(Records from a data source)
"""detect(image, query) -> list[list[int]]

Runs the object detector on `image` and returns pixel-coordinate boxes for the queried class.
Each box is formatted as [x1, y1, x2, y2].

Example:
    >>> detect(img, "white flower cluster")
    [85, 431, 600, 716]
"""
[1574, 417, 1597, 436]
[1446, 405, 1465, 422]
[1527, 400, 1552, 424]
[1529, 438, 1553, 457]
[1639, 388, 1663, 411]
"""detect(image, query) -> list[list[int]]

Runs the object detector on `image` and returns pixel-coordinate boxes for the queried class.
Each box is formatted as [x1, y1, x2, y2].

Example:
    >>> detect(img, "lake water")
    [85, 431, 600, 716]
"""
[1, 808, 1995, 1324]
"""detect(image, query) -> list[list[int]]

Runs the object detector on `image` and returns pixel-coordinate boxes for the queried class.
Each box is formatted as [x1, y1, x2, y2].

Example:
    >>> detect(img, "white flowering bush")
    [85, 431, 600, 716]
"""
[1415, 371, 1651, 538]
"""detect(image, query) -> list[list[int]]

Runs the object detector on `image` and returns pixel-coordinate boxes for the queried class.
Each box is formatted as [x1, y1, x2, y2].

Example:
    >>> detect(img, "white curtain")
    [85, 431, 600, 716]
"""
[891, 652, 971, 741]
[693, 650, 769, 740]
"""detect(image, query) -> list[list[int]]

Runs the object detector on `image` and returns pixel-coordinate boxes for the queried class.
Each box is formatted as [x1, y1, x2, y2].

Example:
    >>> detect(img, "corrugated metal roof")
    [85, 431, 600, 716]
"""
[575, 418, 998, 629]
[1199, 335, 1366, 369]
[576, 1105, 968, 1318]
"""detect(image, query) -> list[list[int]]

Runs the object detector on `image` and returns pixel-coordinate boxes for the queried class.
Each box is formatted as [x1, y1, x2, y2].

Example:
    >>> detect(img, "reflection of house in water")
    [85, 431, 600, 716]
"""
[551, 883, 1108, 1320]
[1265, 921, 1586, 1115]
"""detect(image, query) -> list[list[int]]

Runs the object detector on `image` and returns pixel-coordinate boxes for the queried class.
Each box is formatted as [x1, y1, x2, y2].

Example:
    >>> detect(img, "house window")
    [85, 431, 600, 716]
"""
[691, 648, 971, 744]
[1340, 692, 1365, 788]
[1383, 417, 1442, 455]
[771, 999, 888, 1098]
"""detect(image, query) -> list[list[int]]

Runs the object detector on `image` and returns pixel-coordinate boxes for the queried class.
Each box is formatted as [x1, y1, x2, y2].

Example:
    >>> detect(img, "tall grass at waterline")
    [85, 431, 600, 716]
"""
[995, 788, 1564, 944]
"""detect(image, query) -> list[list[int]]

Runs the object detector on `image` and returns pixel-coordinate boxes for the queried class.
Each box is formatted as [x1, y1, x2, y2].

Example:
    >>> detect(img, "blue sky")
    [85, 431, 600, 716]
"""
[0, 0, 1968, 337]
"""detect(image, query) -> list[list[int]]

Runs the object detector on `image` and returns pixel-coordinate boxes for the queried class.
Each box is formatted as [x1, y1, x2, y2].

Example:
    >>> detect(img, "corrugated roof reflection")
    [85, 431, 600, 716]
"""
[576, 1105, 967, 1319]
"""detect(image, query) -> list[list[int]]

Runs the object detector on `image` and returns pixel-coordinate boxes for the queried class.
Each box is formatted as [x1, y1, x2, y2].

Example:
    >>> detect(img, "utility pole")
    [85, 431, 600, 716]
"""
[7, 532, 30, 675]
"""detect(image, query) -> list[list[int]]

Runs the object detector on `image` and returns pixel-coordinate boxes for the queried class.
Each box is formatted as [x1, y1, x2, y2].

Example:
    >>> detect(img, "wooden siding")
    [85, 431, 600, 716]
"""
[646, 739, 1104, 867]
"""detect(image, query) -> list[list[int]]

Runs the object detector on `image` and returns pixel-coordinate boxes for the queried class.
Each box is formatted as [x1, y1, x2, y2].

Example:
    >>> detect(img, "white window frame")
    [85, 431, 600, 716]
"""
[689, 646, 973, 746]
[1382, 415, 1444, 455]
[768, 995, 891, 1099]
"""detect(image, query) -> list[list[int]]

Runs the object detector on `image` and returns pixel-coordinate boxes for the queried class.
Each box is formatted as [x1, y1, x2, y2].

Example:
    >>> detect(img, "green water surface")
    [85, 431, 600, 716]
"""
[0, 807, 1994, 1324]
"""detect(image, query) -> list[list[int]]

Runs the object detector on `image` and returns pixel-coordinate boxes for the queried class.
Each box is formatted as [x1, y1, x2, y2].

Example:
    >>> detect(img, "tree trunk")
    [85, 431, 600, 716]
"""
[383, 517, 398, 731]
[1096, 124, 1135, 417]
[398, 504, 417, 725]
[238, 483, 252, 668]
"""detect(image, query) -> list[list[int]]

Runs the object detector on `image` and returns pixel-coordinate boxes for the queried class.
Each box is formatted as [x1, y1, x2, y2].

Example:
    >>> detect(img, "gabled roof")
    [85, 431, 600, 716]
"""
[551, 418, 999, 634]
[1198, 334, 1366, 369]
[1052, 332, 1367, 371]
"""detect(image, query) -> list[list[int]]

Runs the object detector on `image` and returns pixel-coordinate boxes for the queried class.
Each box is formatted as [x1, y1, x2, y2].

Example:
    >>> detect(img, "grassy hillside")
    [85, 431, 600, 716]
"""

DIRECTIONS »
Look through the data above for the string "roof" and copy every line where it appears.

EXERCISE RESULT »
    >>> detect(img, "corrugated metal roof")
    >>> detect(img, "corrugated roof reflection")
    >>> detect(img, "gabled roof")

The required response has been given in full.